Reproduce the records below with every occurrence of "In this picture" changed to "In this photo" and all other text left intact. Omit the pictures from your answer.

******

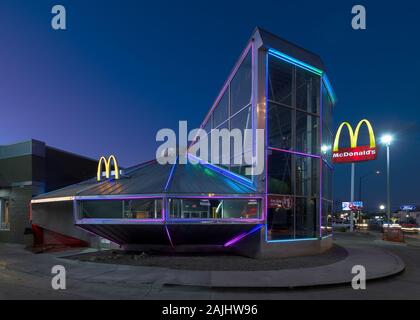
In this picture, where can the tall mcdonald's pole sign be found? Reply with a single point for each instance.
(354, 153)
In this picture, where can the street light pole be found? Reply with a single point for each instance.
(360, 182)
(388, 184)
(386, 140)
(353, 169)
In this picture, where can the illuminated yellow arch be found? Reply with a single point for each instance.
(107, 163)
(354, 136)
(371, 134)
(338, 134)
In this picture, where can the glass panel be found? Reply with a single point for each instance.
(223, 150)
(121, 209)
(242, 209)
(307, 131)
(242, 121)
(241, 86)
(307, 172)
(221, 113)
(280, 219)
(279, 127)
(4, 215)
(101, 209)
(279, 171)
(280, 76)
(307, 91)
(306, 217)
(327, 180)
(241, 168)
(326, 218)
(142, 209)
(214, 208)
(327, 141)
(207, 126)
(190, 208)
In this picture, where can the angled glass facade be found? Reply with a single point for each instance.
(275, 86)
(293, 150)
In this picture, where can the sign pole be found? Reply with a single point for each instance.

******

Solution for this exercise:
In this photo, where can the tall mcdonald's pole sign be found? Reply with a single point for each instance.
(354, 153)
In this photo, where can the street light pole be found? Reply with a single point for each instance.
(360, 182)
(388, 184)
(386, 140)
(353, 169)
In this photo, where can the illuminated yellow arch be found? Reply with a single point for each instance.
(107, 163)
(354, 136)
(371, 134)
(338, 134)
In this photo, where can the glass panel be found? Reply with a single point for each instance.
(223, 150)
(121, 209)
(242, 209)
(307, 131)
(242, 121)
(241, 86)
(307, 172)
(221, 113)
(280, 219)
(279, 127)
(4, 215)
(101, 209)
(279, 171)
(280, 76)
(307, 91)
(306, 217)
(327, 180)
(241, 168)
(326, 218)
(142, 209)
(214, 208)
(327, 141)
(207, 126)
(190, 208)
In this photo, where can the angled glass facade be found? Reply with a single point for each instance.
(275, 86)
(293, 150)
In this photo, where can the sign pole be found? Reply with a single point for each instance.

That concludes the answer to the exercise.